Try it -
The records below must be reproduced exactly. Strip out the pictures.
[Entries shown Boundary: Start]
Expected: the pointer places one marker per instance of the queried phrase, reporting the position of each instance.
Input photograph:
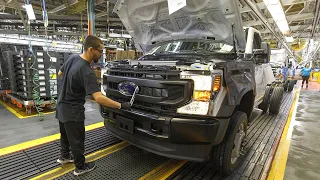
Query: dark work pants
(73, 135)
(305, 78)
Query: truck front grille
(160, 94)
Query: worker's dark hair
(91, 41)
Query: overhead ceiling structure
(300, 15)
(68, 18)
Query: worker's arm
(103, 100)
(60, 74)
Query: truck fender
(240, 78)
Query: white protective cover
(149, 22)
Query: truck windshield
(178, 47)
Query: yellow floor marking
(163, 171)
(11, 110)
(19, 115)
(37, 142)
(23, 117)
(279, 162)
(91, 157)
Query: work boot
(63, 160)
(86, 168)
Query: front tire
(285, 85)
(275, 100)
(291, 85)
(228, 154)
(264, 105)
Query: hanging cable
(35, 92)
(53, 96)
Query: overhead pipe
(256, 10)
(316, 18)
(91, 17)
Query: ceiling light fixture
(30, 11)
(277, 13)
(289, 39)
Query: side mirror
(262, 55)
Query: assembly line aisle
(119, 160)
(304, 152)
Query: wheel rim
(237, 144)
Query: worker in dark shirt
(79, 80)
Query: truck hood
(149, 22)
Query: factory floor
(14, 130)
(285, 146)
(304, 153)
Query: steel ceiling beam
(264, 21)
(261, 5)
(60, 18)
(316, 19)
(294, 17)
(300, 35)
(292, 28)
(63, 6)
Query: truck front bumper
(180, 138)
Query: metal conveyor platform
(133, 163)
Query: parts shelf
(21, 103)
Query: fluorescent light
(115, 35)
(30, 11)
(277, 13)
(289, 39)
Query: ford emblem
(127, 88)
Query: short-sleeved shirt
(78, 80)
(306, 71)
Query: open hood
(149, 22)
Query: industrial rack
(29, 74)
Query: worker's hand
(125, 106)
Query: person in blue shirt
(305, 73)
(284, 72)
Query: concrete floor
(304, 154)
(14, 130)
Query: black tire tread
(275, 100)
(264, 105)
(219, 151)
(285, 85)
(291, 85)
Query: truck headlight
(195, 107)
(205, 87)
(202, 86)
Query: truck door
(259, 71)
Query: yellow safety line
(91, 157)
(19, 115)
(163, 171)
(11, 110)
(37, 142)
(23, 117)
(280, 160)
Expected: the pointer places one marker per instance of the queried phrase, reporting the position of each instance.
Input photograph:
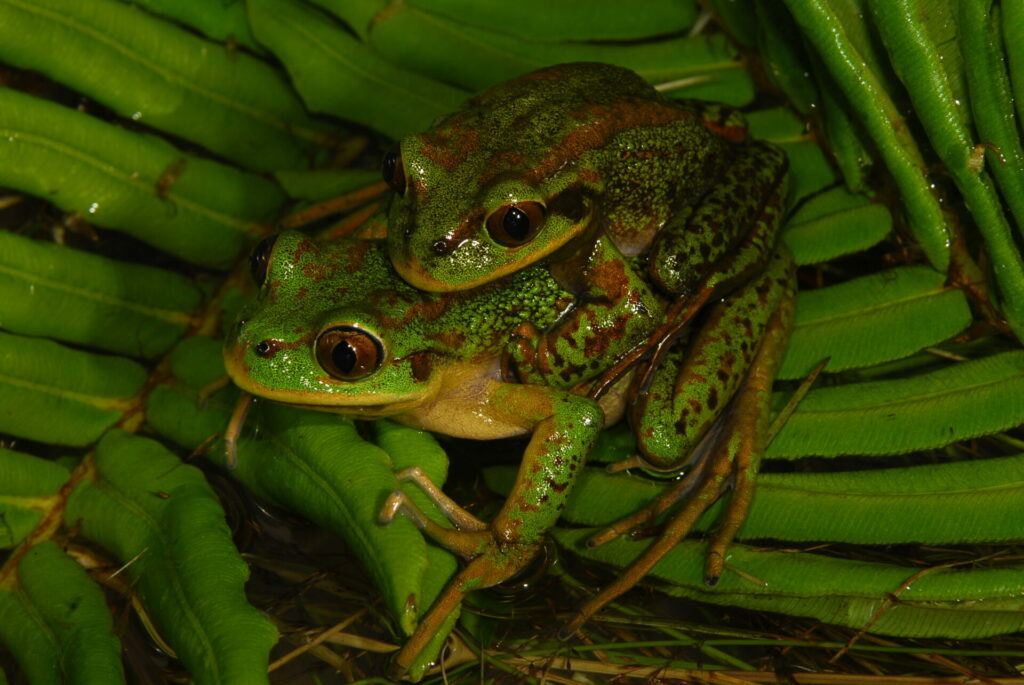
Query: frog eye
(349, 353)
(516, 223)
(393, 170)
(259, 260)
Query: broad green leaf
(55, 622)
(53, 291)
(914, 55)
(113, 178)
(570, 19)
(783, 57)
(224, 22)
(835, 223)
(60, 395)
(336, 74)
(809, 171)
(937, 504)
(873, 318)
(945, 602)
(836, 31)
(27, 488)
(316, 465)
(475, 58)
(226, 100)
(963, 400)
(325, 183)
(148, 508)
(175, 408)
(1013, 42)
(992, 101)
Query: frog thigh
(695, 383)
(700, 243)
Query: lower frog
(337, 330)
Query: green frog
(586, 169)
(336, 329)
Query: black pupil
(344, 356)
(390, 161)
(516, 223)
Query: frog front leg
(731, 439)
(613, 307)
(563, 429)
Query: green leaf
(945, 602)
(111, 177)
(226, 100)
(901, 25)
(27, 485)
(325, 183)
(225, 22)
(53, 291)
(963, 400)
(873, 318)
(835, 223)
(809, 170)
(935, 504)
(60, 395)
(316, 465)
(55, 623)
(568, 20)
(836, 30)
(475, 57)
(336, 74)
(161, 515)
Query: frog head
(511, 177)
(332, 330)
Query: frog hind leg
(732, 263)
(564, 429)
(738, 443)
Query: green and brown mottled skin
(439, 371)
(617, 168)
(652, 208)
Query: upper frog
(530, 165)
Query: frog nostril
(265, 348)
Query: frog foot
(470, 533)
(698, 490)
(491, 559)
(729, 458)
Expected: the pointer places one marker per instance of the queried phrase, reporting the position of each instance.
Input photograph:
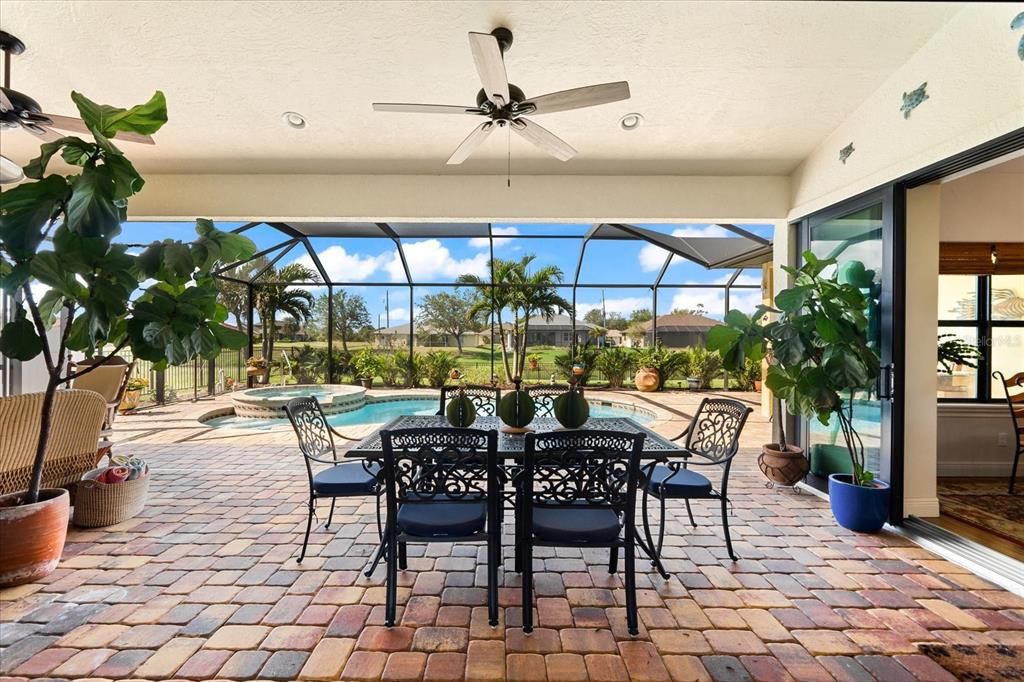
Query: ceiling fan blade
(544, 138)
(45, 134)
(469, 144)
(78, 125)
(591, 95)
(491, 67)
(425, 109)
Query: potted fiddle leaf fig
(59, 258)
(819, 357)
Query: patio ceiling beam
(260, 254)
(456, 285)
(736, 229)
(390, 233)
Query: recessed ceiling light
(631, 121)
(294, 120)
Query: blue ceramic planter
(858, 508)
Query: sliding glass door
(859, 236)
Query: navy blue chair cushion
(350, 478)
(683, 483)
(574, 525)
(442, 519)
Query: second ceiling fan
(505, 105)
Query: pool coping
(657, 415)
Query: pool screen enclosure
(743, 249)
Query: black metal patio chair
(441, 484)
(579, 488)
(340, 479)
(1015, 401)
(484, 398)
(544, 398)
(714, 437)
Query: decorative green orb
(571, 409)
(461, 412)
(517, 408)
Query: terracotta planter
(782, 467)
(129, 401)
(33, 536)
(646, 379)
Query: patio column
(330, 334)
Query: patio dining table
(511, 445)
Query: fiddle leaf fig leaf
(91, 211)
(109, 121)
(19, 340)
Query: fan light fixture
(294, 120)
(631, 121)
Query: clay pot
(646, 379)
(33, 536)
(782, 467)
(129, 401)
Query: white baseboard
(993, 469)
(925, 507)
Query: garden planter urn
(858, 508)
(782, 467)
(646, 379)
(33, 536)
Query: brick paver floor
(204, 585)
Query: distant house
(679, 331)
(397, 337)
(556, 332)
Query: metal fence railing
(190, 381)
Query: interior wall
(471, 199)
(984, 207)
(976, 93)
(921, 383)
(987, 206)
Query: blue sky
(376, 260)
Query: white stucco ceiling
(725, 87)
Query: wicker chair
(110, 380)
(78, 417)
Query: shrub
(668, 363)
(586, 356)
(705, 365)
(436, 367)
(368, 364)
(615, 364)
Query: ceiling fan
(505, 104)
(19, 111)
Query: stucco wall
(976, 90)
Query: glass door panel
(858, 240)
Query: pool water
(380, 413)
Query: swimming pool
(384, 411)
[Entries shown Boundary: End]
Exercise output -
Expected: the pointer places one marker per instance of the queried phrase, reporting the position of each instance.
Input photograph:
Query: dark work pants
(73, 135)
(305, 78)
Query: truck front grille
(160, 94)
Query: worker's dark hair
(91, 41)
Query: overhead ceiling structure
(300, 15)
(68, 18)
Query: worker's arm
(103, 100)
(60, 74)
Query: truck fender
(240, 78)
Query: white protective cover
(149, 22)
Query: truck windshield
(178, 47)
Query: yellow floor marking
(163, 171)
(11, 110)
(19, 115)
(37, 142)
(23, 117)
(279, 162)
(91, 157)
Query: work boot
(63, 160)
(86, 168)
Query: front tire
(285, 85)
(275, 100)
(291, 85)
(228, 154)
(264, 105)
Query: hanging cable
(35, 92)
(53, 96)
Query: overhead pipe
(256, 10)
(316, 18)
(91, 17)
Query: ceiling light fixture
(30, 11)
(277, 13)
(289, 39)
Query: side mirror
(262, 55)
Query: assembly line aisle
(119, 160)
(304, 152)
Query: wheel rim
(237, 144)
Query: worker in dark shirt
(79, 80)
Query: truck hood
(149, 22)
Query: factory floor
(14, 130)
(285, 146)
(304, 153)
Query: steel ceiling beam
(264, 21)
(261, 5)
(60, 18)
(316, 19)
(294, 17)
(300, 35)
(292, 28)
(63, 6)
Query: truck front bumper
(180, 138)
Query: metal conveyor platform
(133, 163)
Query: parts shelf
(21, 103)
Query: fluorescent light
(115, 35)
(30, 11)
(277, 13)
(289, 39)
Query: ford emblem
(127, 88)
Query: short-sleeved shirt
(78, 80)
(306, 71)
Query: open hood
(149, 22)
Query: industrial rack
(29, 74)
Query: worker's hand
(125, 106)
Query: person in blue shirt
(305, 73)
(284, 72)
Query: concrete floor
(304, 154)
(14, 130)
Query: black tire tread
(275, 100)
(264, 105)
(219, 151)
(285, 85)
(291, 85)
Query: truck headlight
(195, 107)
(205, 87)
(202, 86)
Query: truck door
(259, 71)
Query: yellow safety line
(91, 157)
(19, 115)
(163, 171)
(11, 110)
(37, 142)
(23, 117)
(280, 160)
Expected: the pointer places one marker per instance of the queried phrase, reporting the position of each instance.
Input photograph:
Query: frog eye
(349, 353)
(516, 223)
(393, 170)
(259, 260)
Query: broad green leaf
(55, 622)
(53, 291)
(914, 55)
(113, 178)
(570, 19)
(783, 57)
(224, 22)
(835, 223)
(60, 395)
(336, 74)
(809, 171)
(937, 504)
(873, 318)
(945, 602)
(836, 31)
(27, 488)
(316, 465)
(475, 58)
(226, 100)
(963, 400)
(325, 183)
(148, 508)
(175, 408)
(1013, 42)
(992, 101)
Query: frog thigh
(695, 383)
(700, 243)
Query: lower frog
(337, 330)
Query: green frog
(586, 169)
(336, 329)
Query: black pupil
(344, 356)
(390, 161)
(516, 223)
Query: frog front leg
(731, 439)
(613, 307)
(563, 429)
Query: green leaf
(945, 602)
(111, 177)
(226, 100)
(901, 25)
(27, 485)
(325, 183)
(225, 22)
(53, 291)
(963, 400)
(873, 318)
(835, 223)
(809, 170)
(935, 504)
(60, 395)
(316, 465)
(55, 623)
(568, 20)
(836, 30)
(475, 57)
(336, 74)
(161, 515)
Query: frog head
(511, 177)
(332, 330)
Query: frog hind leg
(732, 263)
(564, 429)
(738, 443)
Query: green and brown mottled skin
(439, 371)
(617, 168)
(652, 208)
Query: upper frog
(530, 165)
Query: frog nostril
(265, 348)
Query: frog foot
(470, 533)
(698, 490)
(491, 559)
(729, 458)
Expected: the pointer places one marker per instance of the queried phrase, reporting the position of each instance.
Input photograph:
Query: ceiling fan blade
(544, 138)
(45, 134)
(469, 144)
(78, 125)
(591, 95)
(491, 67)
(425, 109)
Query: potted fiddle leaf fig
(59, 258)
(819, 357)
Query: patio ceiling beam
(260, 254)
(456, 285)
(736, 229)
(390, 233)
Query: recessed ceiling light
(631, 121)
(294, 120)
Query: blue ceramic planter
(858, 508)
Query: sliding glass door
(859, 236)
Query: navy blue chair cushion
(350, 478)
(683, 483)
(574, 525)
(442, 519)
Query: second ceiling fan
(505, 105)
Query: pool coping
(657, 415)
Query: pool screen enclosure
(743, 249)
Query: black metal patio chair
(441, 484)
(579, 488)
(340, 479)
(1015, 401)
(484, 398)
(544, 398)
(714, 437)
Query: decorative green orb
(571, 409)
(461, 412)
(517, 408)
Query: terracotta planter
(782, 467)
(129, 401)
(33, 536)
(646, 379)
Query: patio column
(330, 334)
Query: patio dining table
(511, 445)
Query: fiddle leaf fig leaf
(91, 211)
(109, 121)
(19, 340)
Query: fan light fixture
(294, 120)
(631, 121)
Query: clay pot
(646, 379)
(33, 536)
(782, 467)
(129, 401)
Query: white baseboard
(993, 469)
(925, 507)
Query: garden planter urn
(858, 508)
(782, 467)
(646, 379)
(33, 536)
Query: brick paver floor
(204, 585)
Query: distant house
(679, 331)
(397, 337)
(556, 332)
Query: metal fence railing
(190, 381)
Query: interior wall
(471, 199)
(984, 207)
(976, 93)
(921, 383)
(987, 206)
Query: blue sky
(376, 260)
Query: white stucco ceiling
(725, 87)
Query: wicker chair
(110, 380)
(78, 417)
Query: shrub
(668, 363)
(586, 356)
(705, 365)
(436, 367)
(368, 364)
(615, 364)
Query: ceiling fan
(505, 104)
(19, 111)
Query: stucco wall
(976, 90)
Query: glass door panel
(858, 240)
Query: pool water
(380, 413)
Query: swimming pool
(384, 411)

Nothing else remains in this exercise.